→ Entries provided:
========

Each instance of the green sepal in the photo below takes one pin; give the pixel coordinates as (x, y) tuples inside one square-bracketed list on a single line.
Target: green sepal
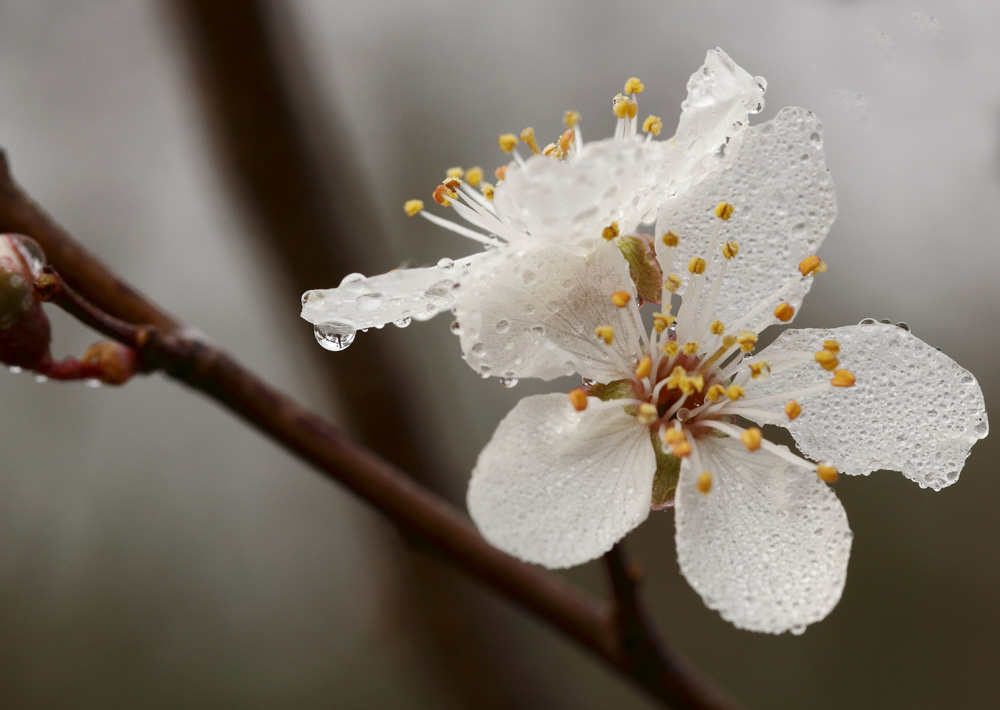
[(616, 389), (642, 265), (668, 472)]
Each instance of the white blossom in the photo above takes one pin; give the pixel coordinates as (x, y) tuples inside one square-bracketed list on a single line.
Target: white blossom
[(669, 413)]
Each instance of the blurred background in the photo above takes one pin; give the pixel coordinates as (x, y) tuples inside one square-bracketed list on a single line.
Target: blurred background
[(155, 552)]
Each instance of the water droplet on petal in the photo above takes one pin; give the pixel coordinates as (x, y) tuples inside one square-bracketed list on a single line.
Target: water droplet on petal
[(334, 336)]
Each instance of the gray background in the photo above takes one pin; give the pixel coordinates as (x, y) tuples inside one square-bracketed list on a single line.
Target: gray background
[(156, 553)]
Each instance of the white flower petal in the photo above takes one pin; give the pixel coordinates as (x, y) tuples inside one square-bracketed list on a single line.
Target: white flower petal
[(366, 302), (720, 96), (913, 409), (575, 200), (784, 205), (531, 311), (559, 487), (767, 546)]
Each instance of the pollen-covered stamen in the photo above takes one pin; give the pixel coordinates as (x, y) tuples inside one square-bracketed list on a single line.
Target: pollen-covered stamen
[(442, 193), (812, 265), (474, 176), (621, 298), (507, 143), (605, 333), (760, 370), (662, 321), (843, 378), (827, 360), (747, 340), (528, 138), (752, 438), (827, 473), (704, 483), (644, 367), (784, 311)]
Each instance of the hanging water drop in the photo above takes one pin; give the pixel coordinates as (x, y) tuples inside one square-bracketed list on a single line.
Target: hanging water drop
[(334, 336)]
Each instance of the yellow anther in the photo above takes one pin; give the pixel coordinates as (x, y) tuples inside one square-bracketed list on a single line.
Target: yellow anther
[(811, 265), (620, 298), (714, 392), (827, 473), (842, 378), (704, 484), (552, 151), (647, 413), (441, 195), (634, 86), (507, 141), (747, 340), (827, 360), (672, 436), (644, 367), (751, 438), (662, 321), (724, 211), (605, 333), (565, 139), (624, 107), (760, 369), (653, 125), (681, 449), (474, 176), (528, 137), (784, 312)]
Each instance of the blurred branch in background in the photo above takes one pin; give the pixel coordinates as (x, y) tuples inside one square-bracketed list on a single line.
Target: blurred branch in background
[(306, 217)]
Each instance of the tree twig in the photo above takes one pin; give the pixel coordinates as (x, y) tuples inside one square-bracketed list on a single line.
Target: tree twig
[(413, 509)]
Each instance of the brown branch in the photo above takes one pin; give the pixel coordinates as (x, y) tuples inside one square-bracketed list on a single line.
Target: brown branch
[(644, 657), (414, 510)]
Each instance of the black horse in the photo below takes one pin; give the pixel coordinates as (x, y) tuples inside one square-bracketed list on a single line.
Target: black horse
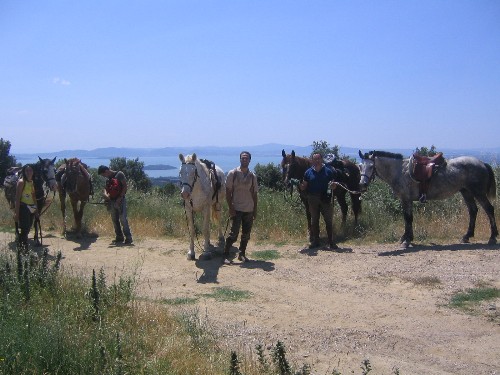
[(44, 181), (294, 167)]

========

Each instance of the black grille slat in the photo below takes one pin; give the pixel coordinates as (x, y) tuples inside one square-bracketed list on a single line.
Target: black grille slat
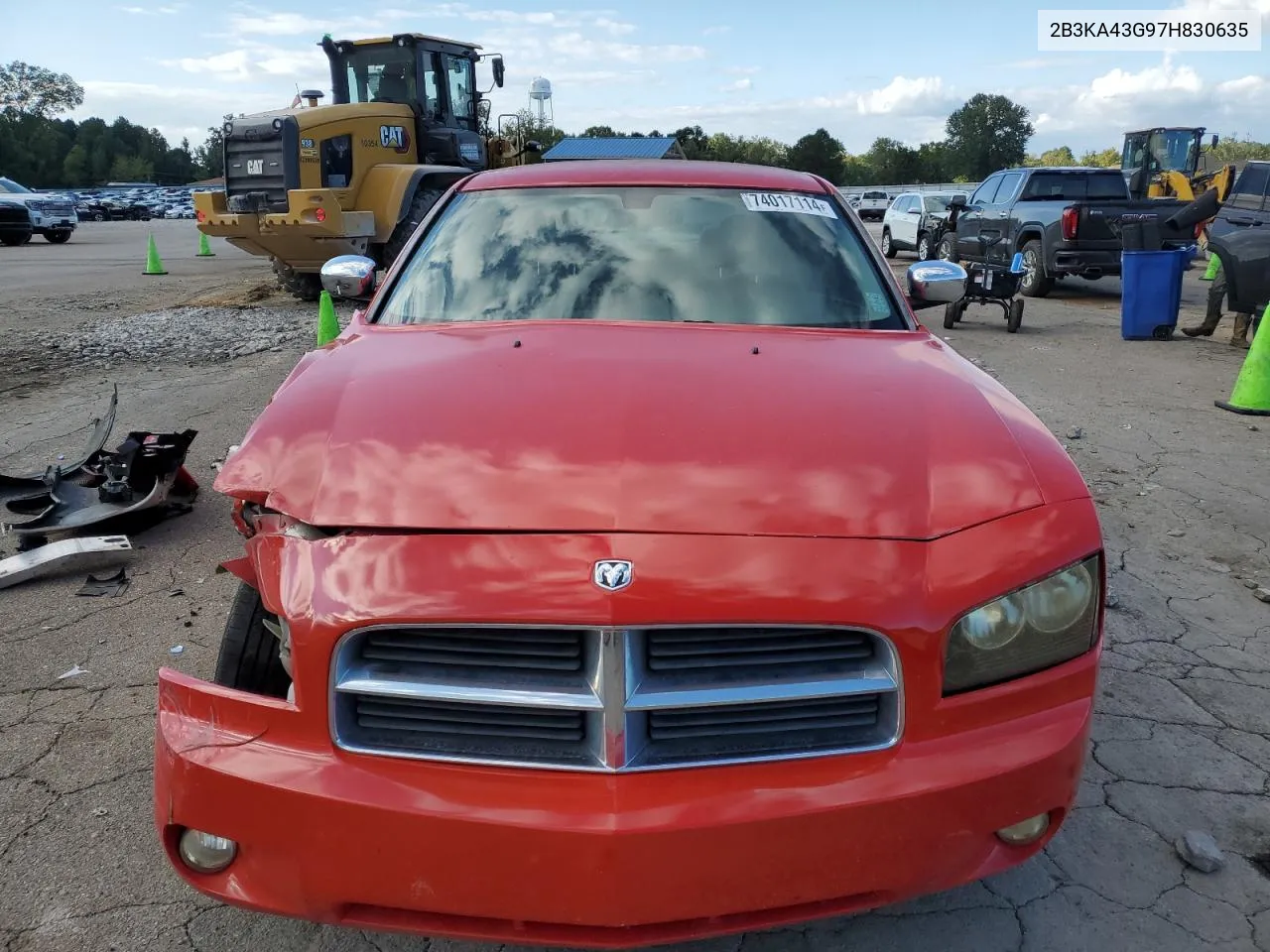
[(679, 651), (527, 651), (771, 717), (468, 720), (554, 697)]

========

→ Written request: Turn everything in the entries above, from the line containing "Each instance of the water" down to the line containing "[(156, 553)]", both ends included, into a Markdown table with the columns Row and Line. Put one line per row, number the rows, and leave out any blank lines.

→ Task response:
| Row | Line |
|---|---|
| 1 | Each instance of the water droplet on petal in the photo above takes one pin; give the pixel coordinates as (x, y) tuples inside one square-bracketed list on a single line. |
| 2 | Target: water droplet on petal |
| 3 | [(334, 336)] |
| 4 | Each instance of the gray background in the photo above takes one pin; give the pixel coordinates as (x, y) tuples inside one square-bracketed list on a single line. |
| 5 | Target: gray background |
| 6 | [(156, 553)] |